═════ Kutipan Bacaan ═════

Sugiyati dan Sri Lestari warga Desa Jarum, Bayat, Klaten sedang membuat payung motif batik. (Foto: Kinan Riyanto)

Klaten, MNEWS.co.id – Berbagai cara dilakukan warga untuk bisa bertahan di tengah pandemi Covid-19, para pelaku UMKM melakukan berbagai inovasi pada produk mereka. Seperti yang dilakukan oleh perajin di Kabupaten Klaten, Jawa Tengah yang melukis batik pada payung dan banyak diminati.

Sejak tahun 2007, Sugiati dan keluarga warga Desa Jarum, Bayat, Kabupaten Klaten, menggeluti kerajinan batik kain dan batik kayu. Namun karena pandemi Covid-19, sempat memukul usaha mereka karena tidak ada pemesan sama sekali.

═════ Informasi ═════

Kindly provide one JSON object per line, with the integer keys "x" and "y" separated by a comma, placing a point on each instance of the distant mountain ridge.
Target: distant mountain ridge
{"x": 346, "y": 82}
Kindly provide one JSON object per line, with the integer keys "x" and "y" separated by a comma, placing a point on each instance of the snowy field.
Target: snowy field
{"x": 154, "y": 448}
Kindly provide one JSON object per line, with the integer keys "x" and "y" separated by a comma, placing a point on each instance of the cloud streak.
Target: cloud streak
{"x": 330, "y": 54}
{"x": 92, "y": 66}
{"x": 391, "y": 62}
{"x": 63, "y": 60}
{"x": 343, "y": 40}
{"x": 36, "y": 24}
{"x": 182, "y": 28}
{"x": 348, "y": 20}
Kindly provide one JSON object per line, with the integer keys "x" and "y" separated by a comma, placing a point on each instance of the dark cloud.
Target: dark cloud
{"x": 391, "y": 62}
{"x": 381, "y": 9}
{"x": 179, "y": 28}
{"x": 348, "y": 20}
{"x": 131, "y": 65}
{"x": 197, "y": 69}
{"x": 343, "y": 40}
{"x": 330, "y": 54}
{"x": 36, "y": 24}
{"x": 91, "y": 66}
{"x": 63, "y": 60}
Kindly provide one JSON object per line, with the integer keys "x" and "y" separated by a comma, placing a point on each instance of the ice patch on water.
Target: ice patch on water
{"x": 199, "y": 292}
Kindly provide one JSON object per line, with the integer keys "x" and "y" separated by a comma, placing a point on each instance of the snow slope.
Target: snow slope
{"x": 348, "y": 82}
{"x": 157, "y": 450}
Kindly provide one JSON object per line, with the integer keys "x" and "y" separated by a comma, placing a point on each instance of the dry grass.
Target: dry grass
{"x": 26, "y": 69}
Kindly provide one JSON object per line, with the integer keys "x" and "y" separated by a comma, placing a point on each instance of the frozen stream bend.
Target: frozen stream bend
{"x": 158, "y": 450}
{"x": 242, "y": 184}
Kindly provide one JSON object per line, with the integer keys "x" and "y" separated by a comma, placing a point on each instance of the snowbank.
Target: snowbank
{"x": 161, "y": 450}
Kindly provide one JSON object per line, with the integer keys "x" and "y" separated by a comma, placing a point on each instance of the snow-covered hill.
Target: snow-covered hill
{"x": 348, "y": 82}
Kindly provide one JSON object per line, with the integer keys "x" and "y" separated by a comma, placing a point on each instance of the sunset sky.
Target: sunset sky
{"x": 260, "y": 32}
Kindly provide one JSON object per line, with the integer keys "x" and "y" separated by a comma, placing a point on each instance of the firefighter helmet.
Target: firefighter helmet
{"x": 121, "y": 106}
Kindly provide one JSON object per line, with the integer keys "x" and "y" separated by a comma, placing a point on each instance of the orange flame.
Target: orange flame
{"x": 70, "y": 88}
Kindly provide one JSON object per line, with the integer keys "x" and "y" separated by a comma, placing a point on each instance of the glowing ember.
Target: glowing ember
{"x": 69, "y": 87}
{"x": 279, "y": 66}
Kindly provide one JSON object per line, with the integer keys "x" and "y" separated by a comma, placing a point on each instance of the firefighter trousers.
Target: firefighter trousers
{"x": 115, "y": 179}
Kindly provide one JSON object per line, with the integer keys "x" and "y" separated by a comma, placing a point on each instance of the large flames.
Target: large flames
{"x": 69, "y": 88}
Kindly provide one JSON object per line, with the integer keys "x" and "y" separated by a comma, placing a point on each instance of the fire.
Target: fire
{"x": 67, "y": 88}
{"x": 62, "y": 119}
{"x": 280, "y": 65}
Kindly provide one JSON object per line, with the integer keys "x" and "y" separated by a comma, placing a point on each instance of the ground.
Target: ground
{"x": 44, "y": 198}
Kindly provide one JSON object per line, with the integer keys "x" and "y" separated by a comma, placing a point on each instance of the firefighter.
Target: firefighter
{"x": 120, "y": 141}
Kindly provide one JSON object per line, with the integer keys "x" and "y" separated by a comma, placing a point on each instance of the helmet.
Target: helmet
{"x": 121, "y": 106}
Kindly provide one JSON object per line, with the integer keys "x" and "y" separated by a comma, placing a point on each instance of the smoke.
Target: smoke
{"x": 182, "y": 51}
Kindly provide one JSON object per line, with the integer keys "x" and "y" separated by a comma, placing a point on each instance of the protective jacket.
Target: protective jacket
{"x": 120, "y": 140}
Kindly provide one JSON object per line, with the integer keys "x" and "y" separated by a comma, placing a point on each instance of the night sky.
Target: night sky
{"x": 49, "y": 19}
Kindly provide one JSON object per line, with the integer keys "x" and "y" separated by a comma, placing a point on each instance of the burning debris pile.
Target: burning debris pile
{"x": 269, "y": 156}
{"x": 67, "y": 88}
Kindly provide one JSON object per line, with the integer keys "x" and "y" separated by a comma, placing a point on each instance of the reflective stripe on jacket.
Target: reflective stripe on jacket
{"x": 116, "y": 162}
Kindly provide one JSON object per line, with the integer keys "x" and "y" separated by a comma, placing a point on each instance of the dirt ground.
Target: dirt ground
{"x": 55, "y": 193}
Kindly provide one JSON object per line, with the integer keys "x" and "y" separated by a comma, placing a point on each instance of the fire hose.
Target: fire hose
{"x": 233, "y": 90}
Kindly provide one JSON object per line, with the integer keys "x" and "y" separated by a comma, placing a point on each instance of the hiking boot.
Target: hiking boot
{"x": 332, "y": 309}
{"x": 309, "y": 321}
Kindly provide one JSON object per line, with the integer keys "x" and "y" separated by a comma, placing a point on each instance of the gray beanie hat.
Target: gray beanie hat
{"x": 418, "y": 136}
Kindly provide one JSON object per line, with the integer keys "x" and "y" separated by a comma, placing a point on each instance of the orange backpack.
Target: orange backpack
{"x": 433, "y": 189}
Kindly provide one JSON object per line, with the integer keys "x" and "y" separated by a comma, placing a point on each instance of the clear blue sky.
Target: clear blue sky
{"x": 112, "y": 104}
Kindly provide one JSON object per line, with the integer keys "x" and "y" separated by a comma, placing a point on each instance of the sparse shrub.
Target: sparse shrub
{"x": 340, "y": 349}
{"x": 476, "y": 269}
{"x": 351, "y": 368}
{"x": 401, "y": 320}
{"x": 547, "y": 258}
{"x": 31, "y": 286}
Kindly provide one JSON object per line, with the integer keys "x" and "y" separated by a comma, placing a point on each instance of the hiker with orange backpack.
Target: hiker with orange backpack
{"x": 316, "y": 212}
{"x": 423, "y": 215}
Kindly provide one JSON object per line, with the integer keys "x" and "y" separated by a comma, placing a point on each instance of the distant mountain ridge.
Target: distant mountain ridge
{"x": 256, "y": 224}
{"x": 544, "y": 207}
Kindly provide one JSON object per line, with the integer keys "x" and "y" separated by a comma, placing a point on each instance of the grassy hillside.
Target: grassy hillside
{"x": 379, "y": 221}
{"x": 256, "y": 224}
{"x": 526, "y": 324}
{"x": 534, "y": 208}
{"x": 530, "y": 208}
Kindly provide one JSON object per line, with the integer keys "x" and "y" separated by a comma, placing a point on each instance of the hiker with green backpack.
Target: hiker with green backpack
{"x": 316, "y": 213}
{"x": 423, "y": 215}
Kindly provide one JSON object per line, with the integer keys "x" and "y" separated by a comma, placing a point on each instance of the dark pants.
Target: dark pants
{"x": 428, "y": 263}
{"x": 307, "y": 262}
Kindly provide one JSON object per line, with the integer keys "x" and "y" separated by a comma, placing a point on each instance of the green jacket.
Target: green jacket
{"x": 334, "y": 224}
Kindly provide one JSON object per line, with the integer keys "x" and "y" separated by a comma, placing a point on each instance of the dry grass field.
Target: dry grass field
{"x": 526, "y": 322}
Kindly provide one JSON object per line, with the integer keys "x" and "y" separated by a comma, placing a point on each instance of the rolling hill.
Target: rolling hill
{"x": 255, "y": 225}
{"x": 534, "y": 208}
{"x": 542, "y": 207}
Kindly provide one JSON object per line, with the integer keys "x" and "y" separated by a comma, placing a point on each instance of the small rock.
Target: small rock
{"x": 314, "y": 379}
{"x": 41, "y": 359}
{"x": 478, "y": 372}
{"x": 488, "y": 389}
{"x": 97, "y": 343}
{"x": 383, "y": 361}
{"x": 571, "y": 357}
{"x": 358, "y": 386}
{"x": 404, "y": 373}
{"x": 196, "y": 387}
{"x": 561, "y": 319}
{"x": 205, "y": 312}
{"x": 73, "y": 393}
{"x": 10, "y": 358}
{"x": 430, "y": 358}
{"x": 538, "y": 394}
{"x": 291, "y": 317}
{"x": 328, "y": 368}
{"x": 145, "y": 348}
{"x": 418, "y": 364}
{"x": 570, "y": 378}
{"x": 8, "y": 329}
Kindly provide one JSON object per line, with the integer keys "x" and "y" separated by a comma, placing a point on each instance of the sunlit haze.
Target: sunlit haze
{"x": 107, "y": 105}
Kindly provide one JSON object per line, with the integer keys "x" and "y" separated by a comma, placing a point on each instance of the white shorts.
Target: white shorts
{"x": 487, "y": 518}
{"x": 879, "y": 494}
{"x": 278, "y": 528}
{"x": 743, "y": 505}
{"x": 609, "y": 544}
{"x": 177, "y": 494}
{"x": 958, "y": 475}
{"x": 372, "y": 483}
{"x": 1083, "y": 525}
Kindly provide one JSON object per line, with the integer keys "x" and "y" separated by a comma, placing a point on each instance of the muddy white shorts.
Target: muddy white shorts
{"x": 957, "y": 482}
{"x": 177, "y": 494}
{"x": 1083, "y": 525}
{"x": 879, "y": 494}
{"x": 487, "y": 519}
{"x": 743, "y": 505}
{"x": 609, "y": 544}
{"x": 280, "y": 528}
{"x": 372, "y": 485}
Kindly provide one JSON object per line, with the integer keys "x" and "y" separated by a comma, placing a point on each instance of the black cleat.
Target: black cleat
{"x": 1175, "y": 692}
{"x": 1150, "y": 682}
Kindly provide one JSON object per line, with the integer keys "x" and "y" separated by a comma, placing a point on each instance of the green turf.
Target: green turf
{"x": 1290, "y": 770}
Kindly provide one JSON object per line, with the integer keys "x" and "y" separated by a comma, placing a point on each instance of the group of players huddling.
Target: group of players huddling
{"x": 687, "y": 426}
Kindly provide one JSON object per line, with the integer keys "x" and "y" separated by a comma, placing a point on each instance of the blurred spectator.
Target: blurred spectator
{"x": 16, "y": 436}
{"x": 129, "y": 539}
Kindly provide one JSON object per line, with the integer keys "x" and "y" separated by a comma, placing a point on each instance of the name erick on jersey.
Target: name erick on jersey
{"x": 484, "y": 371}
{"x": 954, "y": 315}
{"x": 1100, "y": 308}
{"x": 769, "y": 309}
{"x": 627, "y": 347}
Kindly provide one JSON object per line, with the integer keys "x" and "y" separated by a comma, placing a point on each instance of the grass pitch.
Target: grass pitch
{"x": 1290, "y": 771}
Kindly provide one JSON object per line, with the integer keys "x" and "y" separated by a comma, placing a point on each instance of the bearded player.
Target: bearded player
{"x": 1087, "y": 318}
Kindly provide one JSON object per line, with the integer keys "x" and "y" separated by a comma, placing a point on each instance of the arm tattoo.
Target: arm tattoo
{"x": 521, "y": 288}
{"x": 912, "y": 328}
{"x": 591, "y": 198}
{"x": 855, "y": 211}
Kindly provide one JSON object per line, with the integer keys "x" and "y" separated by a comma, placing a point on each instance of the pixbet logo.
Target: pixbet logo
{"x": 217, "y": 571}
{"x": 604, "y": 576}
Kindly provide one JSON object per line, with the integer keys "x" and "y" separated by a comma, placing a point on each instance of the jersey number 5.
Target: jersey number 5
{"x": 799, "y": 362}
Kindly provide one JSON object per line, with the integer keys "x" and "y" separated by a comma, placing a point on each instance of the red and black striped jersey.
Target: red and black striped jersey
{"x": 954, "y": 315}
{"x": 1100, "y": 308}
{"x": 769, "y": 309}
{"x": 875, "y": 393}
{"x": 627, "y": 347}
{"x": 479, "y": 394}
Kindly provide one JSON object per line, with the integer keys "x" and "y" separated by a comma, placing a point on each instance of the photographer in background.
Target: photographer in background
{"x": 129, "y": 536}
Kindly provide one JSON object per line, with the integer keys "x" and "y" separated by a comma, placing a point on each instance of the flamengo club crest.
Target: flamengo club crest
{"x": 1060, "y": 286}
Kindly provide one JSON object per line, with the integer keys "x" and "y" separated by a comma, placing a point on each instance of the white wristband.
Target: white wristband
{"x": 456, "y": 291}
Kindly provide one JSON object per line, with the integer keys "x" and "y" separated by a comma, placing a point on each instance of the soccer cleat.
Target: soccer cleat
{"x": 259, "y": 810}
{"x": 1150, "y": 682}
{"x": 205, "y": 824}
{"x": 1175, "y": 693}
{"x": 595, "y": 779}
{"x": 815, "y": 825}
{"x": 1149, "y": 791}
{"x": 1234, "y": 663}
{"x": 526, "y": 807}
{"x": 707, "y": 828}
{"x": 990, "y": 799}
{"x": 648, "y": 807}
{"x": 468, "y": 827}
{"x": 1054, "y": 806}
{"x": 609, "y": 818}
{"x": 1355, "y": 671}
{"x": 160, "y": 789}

═════

◆ **Perintah Tugas 1**
Berdasarkan kutipan bacaan tentang perajin payung batik di Klaten, jelaskan dalam satu sampai tiga kalimat mengapa pandemi Covid-19 sempat memukul usaha Sugiati dan keluarganya.
◆ **Perintah Tugas 2**
Lanjutkan kutipan bacaan tentang perajin payung batik di Klaten, dimulai setelah kalimat terakhir yang ditampilkan.

◆ **Jawaban Tertulis 1**
Pandemi Covid-19 sempat memukul usaha kerajinan batik kain dan batik kayu yang digeluti Sugiati dan keluarganya karena tidak ada pemesan sama sekali.

◆ **Jawaban Tertulis 2**
Saat sejumlah perajin lain memilih menutup usahanya, Sugiati dan suaminya, Sularto masih memikirkan cara untuk bertahan. Keduanya memutuskan untuk melakukan inovasi pada batik mereka, media kain dan kayu pun diganti payung.

Proses membatik pada payung berbeda dengan membatik pada kain atau kayu. Kain payung yang tidak bisa digambar kerangka batik, membuat perajin membatik langsung di medianya.

“Ide awalnya, pas pandemi kan off semua, pasar, toko-toko semua tutup jadi untuk batik kayu tidak ada yang laku. Kita punya payung terus kita coba ini, ternyata banyak peminatnya juga,” ujar Sugiyati.

Jika biasanya menggunakan malam, membatik pada payung memakai cat air. Ini membuat para perajin lebih teliti dan tenang saat mengerjakan payung batik. Geliat kerajinan payung batik ini menghidupkan kembali ekonomi dan memberdayakan ibu-ibu di Desa Jarum, Bayat, Kabupaten Klaten, Jawa Tengah.

“Soalnya nyantingnya agak sulit kalo di payung, karena mbleber. Satu payung dua tiga hari pengerjaan,” kata Sri Lestari salah seorang perajin membatik.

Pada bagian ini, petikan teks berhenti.